### Data excerpts
════

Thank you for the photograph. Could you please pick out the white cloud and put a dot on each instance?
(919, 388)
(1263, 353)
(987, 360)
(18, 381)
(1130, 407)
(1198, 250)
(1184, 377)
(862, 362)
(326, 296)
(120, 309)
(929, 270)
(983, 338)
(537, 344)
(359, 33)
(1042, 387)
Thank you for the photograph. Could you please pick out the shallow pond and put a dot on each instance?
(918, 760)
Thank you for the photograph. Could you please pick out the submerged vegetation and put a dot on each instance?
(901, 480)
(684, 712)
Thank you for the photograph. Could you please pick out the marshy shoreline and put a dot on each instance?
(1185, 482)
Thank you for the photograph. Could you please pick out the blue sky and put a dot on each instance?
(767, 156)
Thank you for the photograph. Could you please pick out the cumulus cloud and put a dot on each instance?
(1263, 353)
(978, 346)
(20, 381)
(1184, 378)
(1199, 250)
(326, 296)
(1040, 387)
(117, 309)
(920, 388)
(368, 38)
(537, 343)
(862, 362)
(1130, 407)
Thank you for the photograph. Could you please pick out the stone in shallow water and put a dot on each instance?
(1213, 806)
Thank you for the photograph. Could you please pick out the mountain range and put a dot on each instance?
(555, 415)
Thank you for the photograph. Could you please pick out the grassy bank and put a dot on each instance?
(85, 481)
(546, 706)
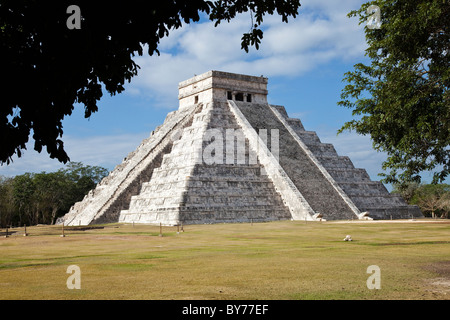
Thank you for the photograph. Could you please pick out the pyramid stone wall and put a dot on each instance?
(189, 171)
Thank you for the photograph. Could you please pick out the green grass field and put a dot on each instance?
(276, 260)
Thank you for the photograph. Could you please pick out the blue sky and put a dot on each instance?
(304, 60)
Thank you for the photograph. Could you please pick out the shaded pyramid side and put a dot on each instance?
(199, 181)
(369, 196)
(313, 182)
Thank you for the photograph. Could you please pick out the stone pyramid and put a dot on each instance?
(226, 155)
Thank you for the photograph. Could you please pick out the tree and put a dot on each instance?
(402, 98)
(6, 201)
(47, 67)
(33, 198)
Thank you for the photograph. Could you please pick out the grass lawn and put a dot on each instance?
(276, 260)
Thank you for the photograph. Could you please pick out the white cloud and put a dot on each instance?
(320, 33)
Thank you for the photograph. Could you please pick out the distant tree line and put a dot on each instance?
(432, 199)
(40, 198)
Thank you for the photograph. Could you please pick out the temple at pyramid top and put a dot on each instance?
(227, 155)
(222, 86)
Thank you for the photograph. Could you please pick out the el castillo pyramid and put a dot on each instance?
(226, 155)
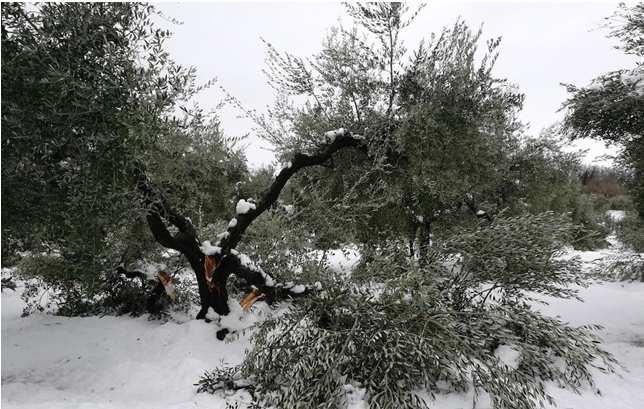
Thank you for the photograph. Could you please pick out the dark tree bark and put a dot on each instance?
(186, 242)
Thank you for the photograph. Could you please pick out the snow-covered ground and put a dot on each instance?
(121, 362)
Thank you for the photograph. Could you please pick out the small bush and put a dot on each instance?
(630, 231)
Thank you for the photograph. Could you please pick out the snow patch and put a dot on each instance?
(508, 355)
(208, 249)
(298, 289)
(244, 207)
(331, 135)
(616, 215)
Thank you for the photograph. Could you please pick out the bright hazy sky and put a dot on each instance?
(544, 44)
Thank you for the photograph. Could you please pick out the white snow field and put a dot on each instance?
(52, 362)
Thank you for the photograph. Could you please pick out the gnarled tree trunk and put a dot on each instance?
(186, 242)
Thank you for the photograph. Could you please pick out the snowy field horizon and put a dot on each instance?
(109, 362)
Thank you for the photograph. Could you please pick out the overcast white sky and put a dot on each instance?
(544, 44)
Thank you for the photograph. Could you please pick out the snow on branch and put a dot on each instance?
(247, 212)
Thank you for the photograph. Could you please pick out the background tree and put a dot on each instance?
(610, 109)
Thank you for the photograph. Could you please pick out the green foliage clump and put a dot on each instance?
(439, 326)
(90, 99)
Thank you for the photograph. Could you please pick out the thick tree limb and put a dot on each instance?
(343, 139)
(228, 260)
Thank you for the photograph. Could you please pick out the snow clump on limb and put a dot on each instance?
(331, 135)
(244, 207)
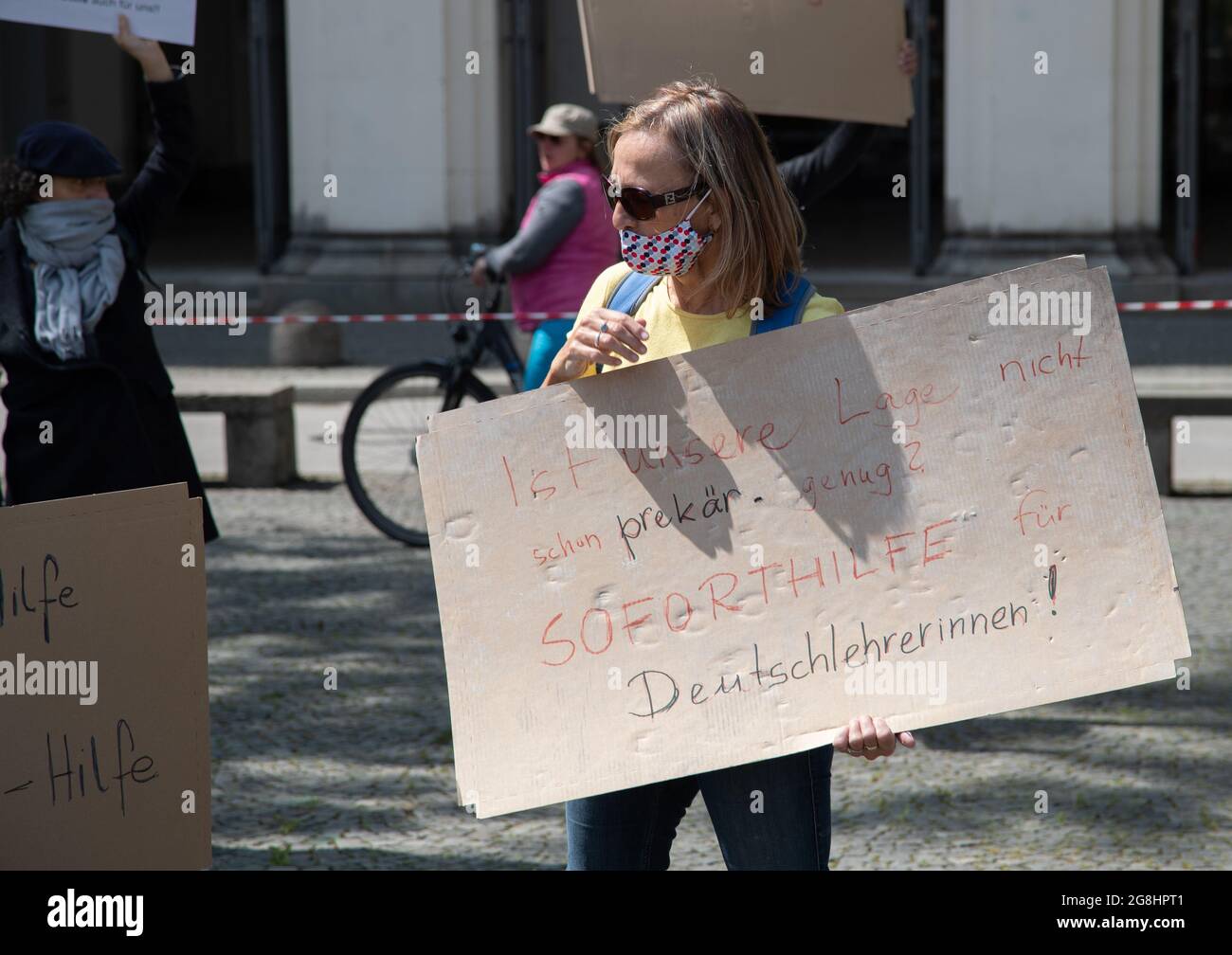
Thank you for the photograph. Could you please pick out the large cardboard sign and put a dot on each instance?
(103, 697)
(173, 21)
(834, 60)
(920, 511)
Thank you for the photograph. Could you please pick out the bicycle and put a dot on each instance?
(378, 440)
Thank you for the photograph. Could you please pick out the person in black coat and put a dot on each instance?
(89, 401)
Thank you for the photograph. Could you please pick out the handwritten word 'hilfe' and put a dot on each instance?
(138, 769)
(42, 605)
(596, 628)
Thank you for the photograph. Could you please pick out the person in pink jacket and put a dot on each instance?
(565, 239)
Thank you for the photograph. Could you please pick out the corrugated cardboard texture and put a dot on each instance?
(99, 786)
(833, 61)
(1022, 450)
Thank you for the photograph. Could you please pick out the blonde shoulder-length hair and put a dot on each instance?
(719, 140)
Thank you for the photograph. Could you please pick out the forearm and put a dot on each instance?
(155, 68)
(169, 169)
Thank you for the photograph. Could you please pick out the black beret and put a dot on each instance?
(64, 150)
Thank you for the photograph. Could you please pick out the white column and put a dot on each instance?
(1076, 151)
(381, 98)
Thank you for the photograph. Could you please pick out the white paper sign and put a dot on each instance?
(172, 21)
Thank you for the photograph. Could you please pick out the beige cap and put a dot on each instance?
(567, 118)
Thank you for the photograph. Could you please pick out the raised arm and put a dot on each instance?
(169, 167)
(812, 175)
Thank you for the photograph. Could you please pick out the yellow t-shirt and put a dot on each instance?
(674, 332)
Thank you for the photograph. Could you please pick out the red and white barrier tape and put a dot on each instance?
(1208, 304)
(1202, 304)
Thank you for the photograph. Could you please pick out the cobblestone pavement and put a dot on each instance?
(362, 777)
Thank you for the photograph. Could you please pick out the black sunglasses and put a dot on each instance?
(642, 205)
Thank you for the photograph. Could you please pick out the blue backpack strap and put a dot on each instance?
(801, 290)
(628, 295)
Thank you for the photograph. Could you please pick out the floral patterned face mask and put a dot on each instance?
(672, 251)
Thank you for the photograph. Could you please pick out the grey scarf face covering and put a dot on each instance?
(78, 265)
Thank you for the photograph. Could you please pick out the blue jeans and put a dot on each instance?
(632, 829)
(547, 340)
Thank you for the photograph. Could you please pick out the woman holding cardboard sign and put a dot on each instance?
(706, 226)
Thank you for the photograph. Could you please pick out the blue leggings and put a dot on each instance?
(769, 815)
(547, 340)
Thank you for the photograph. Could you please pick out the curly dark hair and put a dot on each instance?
(19, 188)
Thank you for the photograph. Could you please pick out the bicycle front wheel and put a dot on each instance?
(378, 445)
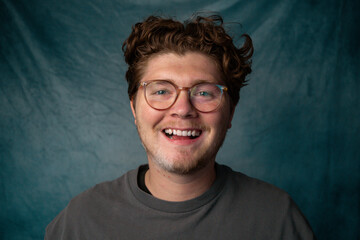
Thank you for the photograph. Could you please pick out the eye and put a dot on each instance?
(161, 92)
(204, 94)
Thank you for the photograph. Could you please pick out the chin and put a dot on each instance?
(181, 165)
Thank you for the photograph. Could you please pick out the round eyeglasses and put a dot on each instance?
(162, 94)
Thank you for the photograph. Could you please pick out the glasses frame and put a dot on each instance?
(179, 89)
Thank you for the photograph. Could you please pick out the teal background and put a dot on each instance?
(66, 124)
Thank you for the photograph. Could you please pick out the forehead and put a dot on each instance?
(183, 69)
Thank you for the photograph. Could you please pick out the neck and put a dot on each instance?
(173, 187)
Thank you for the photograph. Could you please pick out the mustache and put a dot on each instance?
(176, 125)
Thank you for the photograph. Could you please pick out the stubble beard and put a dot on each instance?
(184, 163)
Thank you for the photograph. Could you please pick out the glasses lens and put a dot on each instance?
(160, 94)
(206, 97)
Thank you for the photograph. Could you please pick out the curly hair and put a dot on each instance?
(205, 35)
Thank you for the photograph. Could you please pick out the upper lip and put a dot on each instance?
(183, 132)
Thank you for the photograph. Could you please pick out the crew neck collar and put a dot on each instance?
(178, 207)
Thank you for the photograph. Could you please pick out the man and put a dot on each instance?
(184, 82)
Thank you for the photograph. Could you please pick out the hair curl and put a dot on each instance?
(206, 35)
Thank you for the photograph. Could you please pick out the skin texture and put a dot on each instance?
(181, 168)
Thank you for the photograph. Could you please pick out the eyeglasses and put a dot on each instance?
(162, 94)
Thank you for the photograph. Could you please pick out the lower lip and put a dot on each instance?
(182, 140)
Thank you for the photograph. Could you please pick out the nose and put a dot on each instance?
(182, 107)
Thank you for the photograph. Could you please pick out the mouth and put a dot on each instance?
(182, 134)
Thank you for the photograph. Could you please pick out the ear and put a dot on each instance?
(232, 111)
(133, 109)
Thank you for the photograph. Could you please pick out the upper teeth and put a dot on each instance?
(184, 133)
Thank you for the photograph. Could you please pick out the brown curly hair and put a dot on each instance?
(206, 35)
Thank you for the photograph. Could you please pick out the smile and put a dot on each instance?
(170, 133)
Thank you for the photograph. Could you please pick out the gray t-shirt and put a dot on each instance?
(235, 207)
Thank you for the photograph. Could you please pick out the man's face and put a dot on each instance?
(181, 154)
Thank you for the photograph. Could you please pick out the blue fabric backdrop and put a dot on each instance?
(66, 123)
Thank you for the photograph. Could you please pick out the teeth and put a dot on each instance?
(185, 133)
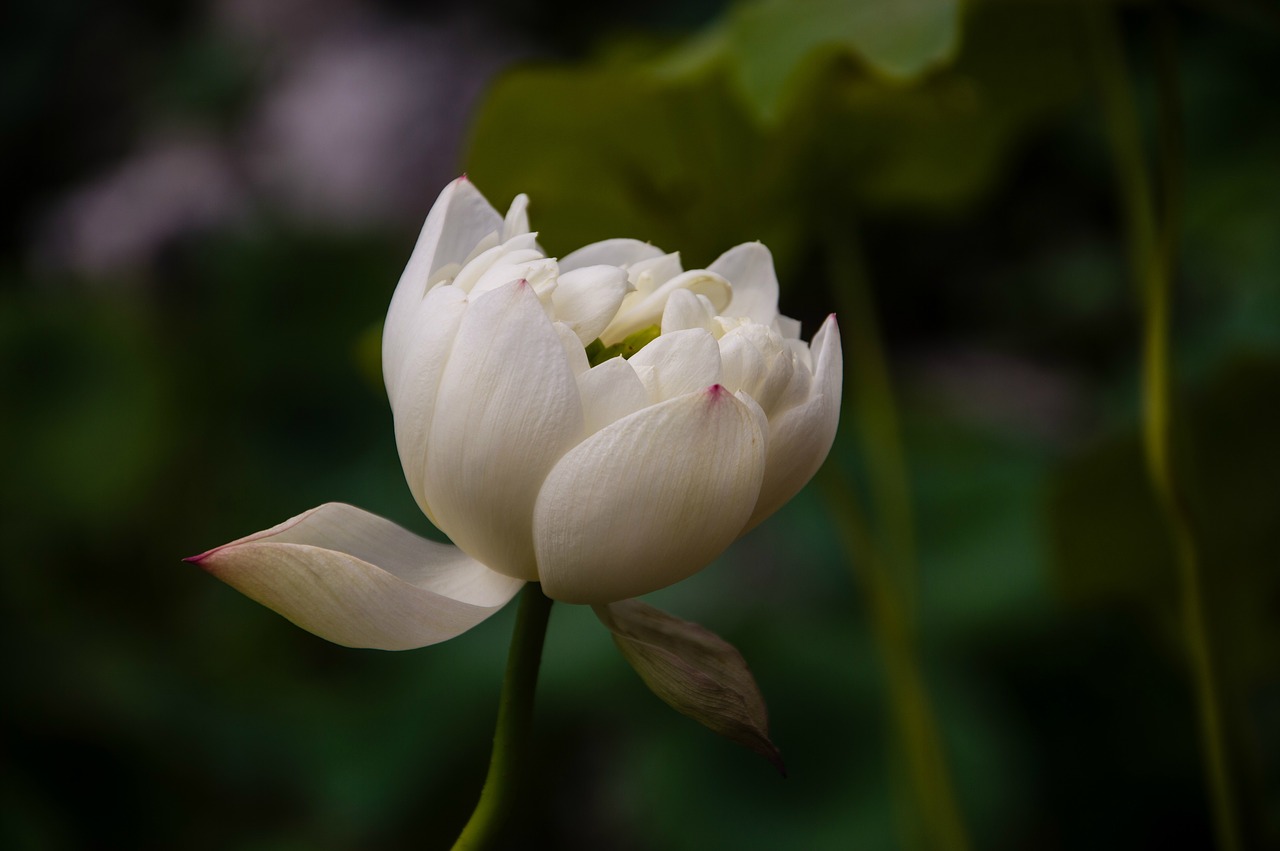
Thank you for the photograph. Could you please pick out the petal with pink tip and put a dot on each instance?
(460, 219)
(361, 581)
(649, 499)
(801, 437)
(510, 410)
(609, 252)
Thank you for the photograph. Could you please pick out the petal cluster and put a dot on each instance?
(604, 424)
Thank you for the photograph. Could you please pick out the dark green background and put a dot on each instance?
(228, 379)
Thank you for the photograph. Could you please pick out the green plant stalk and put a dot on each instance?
(515, 714)
(1152, 251)
(942, 826)
(874, 408)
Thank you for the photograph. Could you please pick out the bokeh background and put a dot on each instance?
(208, 206)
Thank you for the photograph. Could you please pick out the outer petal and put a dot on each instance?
(508, 408)
(650, 499)
(458, 220)
(414, 393)
(749, 269)
(801, 437)
(361, 581)
(609, 252)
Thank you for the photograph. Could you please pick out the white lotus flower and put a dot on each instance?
(539, 454)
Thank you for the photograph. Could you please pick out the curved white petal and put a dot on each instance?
(458, 220)
(758, 362)
(685, 310)
(524, 265)
(650, 499)
(517, 218)
(801, 437)
(414, 389)
(786, 326)
(609, 392)
(574, 351)
(609, 252)
(645, 307)
(512, 410)
(749, 269)
(361, 581)
(680, 362)
(586, 298)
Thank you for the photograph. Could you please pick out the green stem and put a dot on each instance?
(874, 408)
(515, 715)
(941, 822)
(1152, 248)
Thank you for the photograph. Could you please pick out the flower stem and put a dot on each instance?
(1152, 247)
(515, 714)
(885, 564)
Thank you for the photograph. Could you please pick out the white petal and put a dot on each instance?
(643, 309)
(801, 437)
(574, 351)
(361, 581)
(460, 220)
(681, 362)
(650, 499)
(517, 218)
(589, 297)
(652, 273)
(749, 269)
(609, 392)
(611, 252)
(416, 381)
(508, 408)
(685, 310)
(786, 326)
(524, 265)
(457, 222)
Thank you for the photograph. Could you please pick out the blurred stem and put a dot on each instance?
(1152, 255)
(885, 564)
(941, 822)
(515, 715)
(873, 407)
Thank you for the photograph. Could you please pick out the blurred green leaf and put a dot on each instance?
(896, 39)
(661, 146)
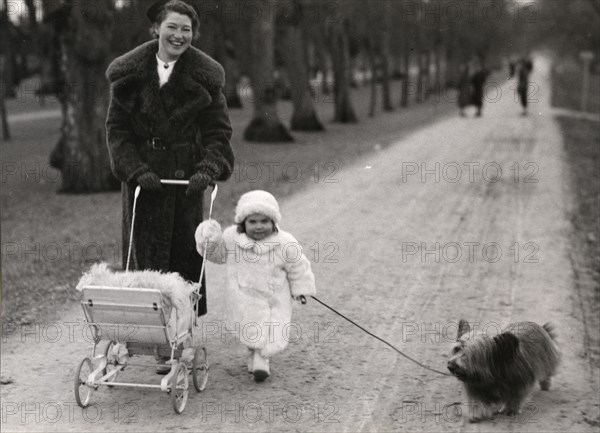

════

### Task goal
Render everything from the line containing "the blurred stem" down to the last of the lines above as a JSON list of strings, one string per line with blank lines omitted. Leave the pictures out.

### Answer for the task
[
  "Thank you for the photograph. Could you please pick out the blurred stem and put a dot on each instance?",
  "(1152, 255)",
  "(885, 564)",
  "(941, 822)",
  "(515, 715)",
  "(873, 407)",
  "Thank you for the photograph. Could you please pick out the blurred green leaf and put a dot on each instance?",
  "(896, 39)",
  "(661, 146)"
]